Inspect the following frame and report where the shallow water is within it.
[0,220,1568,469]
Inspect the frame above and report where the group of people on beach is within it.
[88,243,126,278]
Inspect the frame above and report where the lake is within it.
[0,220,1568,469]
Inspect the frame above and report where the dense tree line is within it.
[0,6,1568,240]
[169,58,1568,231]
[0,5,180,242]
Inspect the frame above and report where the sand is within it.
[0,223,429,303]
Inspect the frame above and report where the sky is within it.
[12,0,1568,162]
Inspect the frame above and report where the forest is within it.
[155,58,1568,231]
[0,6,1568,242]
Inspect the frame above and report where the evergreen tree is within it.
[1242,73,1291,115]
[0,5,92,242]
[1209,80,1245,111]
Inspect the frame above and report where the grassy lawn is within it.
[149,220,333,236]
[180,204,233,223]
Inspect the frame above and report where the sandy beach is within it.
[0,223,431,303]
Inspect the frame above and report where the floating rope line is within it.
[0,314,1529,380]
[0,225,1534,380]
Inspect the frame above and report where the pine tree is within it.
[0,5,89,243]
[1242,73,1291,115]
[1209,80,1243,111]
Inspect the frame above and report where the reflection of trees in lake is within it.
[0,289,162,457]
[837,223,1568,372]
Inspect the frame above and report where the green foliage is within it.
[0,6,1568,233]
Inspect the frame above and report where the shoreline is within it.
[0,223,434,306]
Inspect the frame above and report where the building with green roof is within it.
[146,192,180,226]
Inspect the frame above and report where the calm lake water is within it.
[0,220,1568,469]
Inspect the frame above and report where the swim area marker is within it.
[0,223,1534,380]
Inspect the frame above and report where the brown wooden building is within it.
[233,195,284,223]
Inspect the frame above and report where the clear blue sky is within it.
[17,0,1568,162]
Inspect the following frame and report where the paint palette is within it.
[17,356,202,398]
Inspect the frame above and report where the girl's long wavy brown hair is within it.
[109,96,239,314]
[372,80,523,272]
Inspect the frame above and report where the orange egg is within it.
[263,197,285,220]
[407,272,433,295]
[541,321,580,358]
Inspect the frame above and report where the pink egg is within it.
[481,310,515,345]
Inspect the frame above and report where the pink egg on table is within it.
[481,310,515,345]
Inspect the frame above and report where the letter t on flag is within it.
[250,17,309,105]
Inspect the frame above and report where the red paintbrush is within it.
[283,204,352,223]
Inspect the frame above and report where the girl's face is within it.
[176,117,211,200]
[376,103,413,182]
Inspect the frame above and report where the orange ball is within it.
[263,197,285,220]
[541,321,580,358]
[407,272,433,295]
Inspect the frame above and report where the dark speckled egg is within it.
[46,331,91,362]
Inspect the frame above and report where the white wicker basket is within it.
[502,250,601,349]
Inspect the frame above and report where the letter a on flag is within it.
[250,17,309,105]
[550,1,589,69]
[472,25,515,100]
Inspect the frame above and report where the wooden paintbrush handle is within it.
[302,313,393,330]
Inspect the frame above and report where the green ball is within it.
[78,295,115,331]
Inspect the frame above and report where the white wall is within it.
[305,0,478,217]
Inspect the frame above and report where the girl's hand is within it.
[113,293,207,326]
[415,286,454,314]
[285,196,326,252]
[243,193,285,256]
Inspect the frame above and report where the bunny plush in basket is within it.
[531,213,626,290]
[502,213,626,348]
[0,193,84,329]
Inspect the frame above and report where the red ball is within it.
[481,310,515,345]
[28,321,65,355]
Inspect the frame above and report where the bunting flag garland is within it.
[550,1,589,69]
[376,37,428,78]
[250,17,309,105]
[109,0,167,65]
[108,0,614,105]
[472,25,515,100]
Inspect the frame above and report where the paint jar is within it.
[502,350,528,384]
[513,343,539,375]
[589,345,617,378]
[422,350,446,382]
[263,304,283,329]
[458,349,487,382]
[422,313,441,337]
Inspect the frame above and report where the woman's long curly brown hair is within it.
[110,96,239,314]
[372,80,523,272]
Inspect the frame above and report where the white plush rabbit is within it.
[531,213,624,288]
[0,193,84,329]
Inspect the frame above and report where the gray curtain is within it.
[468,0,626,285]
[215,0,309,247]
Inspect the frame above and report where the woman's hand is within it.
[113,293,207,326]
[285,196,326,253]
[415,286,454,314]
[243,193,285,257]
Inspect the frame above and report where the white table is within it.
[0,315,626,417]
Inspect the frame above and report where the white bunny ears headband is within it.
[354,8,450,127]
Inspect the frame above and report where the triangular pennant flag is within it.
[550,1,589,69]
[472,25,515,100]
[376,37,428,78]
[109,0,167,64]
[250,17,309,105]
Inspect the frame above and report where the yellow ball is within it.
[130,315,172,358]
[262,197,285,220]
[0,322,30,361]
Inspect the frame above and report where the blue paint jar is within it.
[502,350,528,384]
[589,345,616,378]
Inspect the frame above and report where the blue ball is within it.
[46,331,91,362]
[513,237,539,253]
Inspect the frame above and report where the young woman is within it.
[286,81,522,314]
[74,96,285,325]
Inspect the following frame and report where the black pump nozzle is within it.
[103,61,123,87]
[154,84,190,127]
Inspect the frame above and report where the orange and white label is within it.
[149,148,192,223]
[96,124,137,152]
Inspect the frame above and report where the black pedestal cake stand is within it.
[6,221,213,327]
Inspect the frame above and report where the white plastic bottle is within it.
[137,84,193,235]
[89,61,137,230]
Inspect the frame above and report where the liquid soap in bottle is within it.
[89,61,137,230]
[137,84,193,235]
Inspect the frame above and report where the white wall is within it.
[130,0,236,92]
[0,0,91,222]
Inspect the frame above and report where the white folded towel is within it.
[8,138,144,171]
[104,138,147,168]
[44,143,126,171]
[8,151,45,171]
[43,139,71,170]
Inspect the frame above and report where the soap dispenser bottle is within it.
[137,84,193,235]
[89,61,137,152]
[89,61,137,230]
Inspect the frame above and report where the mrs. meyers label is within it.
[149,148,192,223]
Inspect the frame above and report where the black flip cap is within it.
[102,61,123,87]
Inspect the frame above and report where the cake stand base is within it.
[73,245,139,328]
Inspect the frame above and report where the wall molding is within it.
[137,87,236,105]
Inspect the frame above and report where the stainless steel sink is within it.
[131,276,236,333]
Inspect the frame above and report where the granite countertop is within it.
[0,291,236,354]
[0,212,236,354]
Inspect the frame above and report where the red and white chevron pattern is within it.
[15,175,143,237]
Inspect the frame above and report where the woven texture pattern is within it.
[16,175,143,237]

•••••

> **Directions**
Update the material from the line containing "Inspect the frame above and report where the sand is" up to and including the line containing "[0,6,1568,242]", replacing "forest" with "woodland" and leaving everything else unchanged. Give only those lines.

> **Task answer**
Inspect the frame above and report where the sand is within it.
[0,223,429,303]
Inspect the frame above and report where the sky is within it.
[12,0,1568,162]
Inspect the frame above and report where the woodland is within it.
[155,58,1568,231]
[0,6,1568,242]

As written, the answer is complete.